Task directions - Read the entries below and pull out each line with the string "background".

Dataset content -

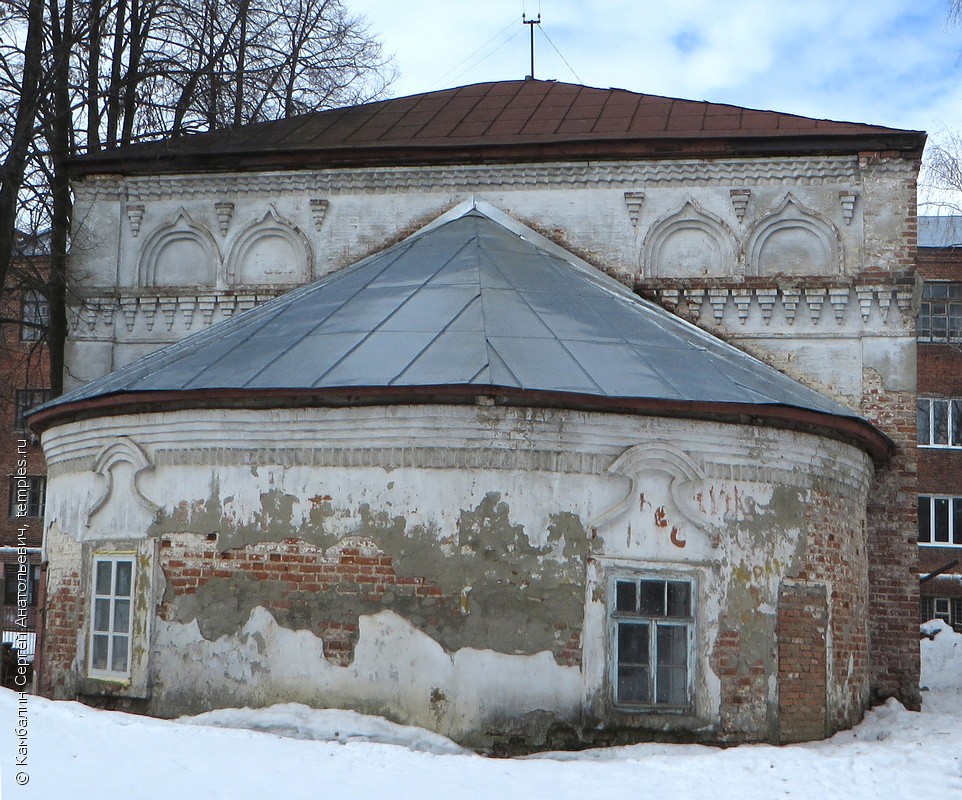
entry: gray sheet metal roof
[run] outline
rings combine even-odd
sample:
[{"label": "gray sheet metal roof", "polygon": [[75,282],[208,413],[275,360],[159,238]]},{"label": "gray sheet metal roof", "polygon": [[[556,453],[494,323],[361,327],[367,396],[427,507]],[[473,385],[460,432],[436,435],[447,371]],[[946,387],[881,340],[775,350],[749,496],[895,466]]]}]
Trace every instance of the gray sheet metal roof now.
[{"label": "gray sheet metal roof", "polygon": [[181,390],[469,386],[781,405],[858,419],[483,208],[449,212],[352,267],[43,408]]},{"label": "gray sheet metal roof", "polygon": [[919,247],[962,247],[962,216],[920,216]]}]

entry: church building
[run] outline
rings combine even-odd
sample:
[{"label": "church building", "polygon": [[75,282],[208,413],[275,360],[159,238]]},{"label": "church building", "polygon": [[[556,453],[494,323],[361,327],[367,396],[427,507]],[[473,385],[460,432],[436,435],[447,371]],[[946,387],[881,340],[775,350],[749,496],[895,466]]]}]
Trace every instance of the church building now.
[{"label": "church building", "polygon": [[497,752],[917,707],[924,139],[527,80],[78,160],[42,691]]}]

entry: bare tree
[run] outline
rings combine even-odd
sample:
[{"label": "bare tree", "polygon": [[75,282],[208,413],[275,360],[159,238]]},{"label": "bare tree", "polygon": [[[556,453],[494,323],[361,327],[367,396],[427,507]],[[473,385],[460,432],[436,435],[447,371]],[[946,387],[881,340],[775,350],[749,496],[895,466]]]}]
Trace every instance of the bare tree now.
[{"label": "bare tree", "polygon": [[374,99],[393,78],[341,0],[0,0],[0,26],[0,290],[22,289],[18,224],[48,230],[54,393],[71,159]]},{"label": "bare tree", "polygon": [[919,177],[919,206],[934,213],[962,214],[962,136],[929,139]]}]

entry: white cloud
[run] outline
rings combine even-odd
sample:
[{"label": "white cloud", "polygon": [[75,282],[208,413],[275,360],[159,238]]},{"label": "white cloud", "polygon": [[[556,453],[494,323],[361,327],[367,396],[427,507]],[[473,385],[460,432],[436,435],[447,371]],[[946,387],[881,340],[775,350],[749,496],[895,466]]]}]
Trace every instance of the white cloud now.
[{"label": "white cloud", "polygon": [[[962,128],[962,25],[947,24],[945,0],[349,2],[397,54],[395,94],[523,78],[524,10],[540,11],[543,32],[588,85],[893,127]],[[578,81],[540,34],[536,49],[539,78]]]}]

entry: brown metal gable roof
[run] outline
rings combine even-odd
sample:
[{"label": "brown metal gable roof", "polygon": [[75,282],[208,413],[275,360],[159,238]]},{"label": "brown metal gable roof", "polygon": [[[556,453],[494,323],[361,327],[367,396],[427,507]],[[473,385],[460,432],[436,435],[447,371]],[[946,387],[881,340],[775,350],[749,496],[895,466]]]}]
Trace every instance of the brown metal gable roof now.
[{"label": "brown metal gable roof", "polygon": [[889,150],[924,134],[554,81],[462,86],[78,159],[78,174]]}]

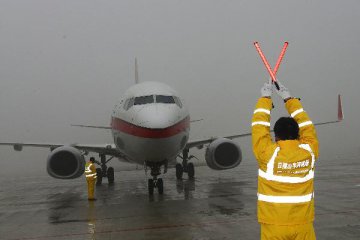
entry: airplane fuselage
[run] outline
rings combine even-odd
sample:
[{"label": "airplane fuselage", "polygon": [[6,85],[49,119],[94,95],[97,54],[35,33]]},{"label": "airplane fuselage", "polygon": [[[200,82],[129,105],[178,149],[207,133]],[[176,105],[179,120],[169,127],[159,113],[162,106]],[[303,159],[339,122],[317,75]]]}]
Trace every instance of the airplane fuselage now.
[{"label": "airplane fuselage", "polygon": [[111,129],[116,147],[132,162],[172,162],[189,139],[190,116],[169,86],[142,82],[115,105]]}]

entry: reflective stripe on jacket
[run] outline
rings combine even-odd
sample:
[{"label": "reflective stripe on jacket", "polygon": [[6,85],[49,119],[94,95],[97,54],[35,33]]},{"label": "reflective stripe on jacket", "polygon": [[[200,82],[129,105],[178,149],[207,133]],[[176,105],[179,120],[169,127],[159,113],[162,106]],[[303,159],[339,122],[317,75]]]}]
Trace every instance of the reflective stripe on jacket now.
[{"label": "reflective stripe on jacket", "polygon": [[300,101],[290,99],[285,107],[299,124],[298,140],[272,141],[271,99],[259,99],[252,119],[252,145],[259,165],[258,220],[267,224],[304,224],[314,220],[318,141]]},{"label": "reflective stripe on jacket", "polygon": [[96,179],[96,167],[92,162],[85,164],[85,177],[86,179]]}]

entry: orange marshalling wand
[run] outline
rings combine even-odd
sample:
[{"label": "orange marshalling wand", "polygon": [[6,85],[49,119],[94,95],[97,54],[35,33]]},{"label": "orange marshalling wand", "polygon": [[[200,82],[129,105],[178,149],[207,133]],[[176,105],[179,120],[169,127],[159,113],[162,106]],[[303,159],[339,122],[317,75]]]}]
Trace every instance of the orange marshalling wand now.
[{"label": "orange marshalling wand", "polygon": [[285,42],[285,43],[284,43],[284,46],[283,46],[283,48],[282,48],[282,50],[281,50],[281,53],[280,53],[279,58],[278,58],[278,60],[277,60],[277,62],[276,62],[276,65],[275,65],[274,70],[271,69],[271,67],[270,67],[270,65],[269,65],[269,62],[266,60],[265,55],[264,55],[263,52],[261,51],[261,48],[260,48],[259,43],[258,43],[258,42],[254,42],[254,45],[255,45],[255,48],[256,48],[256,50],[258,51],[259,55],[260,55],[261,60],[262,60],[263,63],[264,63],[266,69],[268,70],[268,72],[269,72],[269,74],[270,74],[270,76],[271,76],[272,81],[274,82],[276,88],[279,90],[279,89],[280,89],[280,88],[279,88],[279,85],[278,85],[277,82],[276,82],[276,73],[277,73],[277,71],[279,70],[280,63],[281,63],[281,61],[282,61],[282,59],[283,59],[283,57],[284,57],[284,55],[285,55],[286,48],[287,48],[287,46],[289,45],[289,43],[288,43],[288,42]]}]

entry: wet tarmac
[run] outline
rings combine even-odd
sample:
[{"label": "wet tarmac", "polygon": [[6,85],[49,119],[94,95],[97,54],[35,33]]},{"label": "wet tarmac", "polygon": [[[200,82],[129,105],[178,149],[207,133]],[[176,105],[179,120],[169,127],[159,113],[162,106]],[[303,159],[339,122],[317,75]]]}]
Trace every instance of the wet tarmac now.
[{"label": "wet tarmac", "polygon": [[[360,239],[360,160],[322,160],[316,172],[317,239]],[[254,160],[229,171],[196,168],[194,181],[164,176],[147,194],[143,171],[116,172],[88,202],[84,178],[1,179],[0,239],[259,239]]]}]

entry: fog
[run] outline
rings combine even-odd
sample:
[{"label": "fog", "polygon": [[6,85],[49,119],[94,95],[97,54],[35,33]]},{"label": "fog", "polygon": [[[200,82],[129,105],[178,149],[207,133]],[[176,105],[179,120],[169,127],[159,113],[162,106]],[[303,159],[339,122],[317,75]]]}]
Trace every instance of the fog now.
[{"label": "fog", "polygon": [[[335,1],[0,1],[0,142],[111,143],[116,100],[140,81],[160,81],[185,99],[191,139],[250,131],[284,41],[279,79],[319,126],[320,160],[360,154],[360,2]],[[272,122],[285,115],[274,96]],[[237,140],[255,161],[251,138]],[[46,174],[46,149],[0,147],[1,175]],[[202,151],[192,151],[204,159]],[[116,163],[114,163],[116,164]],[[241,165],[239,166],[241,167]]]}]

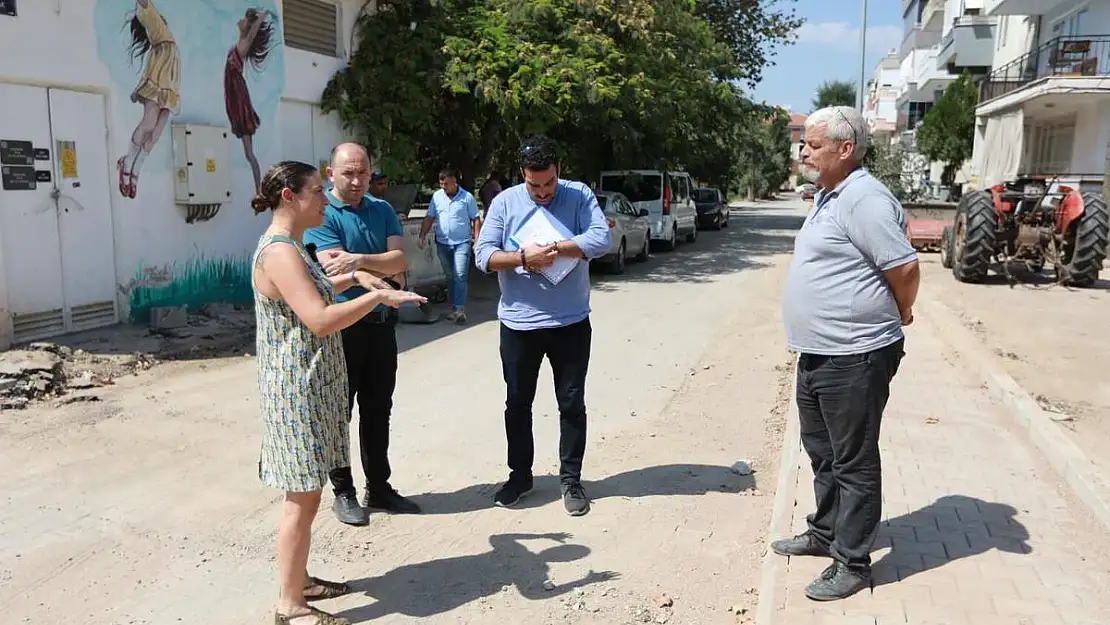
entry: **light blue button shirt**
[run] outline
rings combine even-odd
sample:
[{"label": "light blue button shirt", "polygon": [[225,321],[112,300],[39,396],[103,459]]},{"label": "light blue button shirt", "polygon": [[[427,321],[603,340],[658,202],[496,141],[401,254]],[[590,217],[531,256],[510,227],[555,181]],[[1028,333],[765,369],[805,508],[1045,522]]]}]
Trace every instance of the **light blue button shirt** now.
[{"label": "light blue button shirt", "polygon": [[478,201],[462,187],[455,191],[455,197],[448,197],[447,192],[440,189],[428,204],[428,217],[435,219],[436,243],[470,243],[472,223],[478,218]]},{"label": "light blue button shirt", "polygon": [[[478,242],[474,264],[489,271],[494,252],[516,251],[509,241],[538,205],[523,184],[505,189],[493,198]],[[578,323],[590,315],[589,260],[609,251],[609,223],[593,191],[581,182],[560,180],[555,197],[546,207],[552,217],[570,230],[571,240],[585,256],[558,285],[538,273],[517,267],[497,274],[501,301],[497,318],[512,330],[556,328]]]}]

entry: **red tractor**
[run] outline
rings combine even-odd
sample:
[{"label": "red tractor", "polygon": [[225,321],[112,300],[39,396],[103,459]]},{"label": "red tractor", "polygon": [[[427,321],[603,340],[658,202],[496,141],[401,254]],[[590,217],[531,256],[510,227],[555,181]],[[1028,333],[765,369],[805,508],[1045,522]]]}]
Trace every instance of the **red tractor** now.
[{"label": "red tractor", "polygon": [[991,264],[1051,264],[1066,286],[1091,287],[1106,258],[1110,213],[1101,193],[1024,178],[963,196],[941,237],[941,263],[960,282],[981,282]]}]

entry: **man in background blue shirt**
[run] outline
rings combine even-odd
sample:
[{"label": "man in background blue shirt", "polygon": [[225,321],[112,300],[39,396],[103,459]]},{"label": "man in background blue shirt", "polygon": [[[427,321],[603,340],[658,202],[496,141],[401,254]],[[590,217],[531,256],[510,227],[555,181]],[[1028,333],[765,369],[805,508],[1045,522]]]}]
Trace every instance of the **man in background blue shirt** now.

Completed exercise -
entry: **man in background blue shirt**
[{"label": "man in background blue shirt", "polygon": [[225,321],[112,300],[39,396],[103,459]]},{"label": "man in background blue shirt", "polygon": [[[427,321],[603,340],[658,202],[496,141],[401,254]],[[590,217],[531,256],[510,227],[555,181]],[[1028,333],[765,369],[805,508],[1045,522]]]}]
Trace every instance of the **man in background blue shirt** now.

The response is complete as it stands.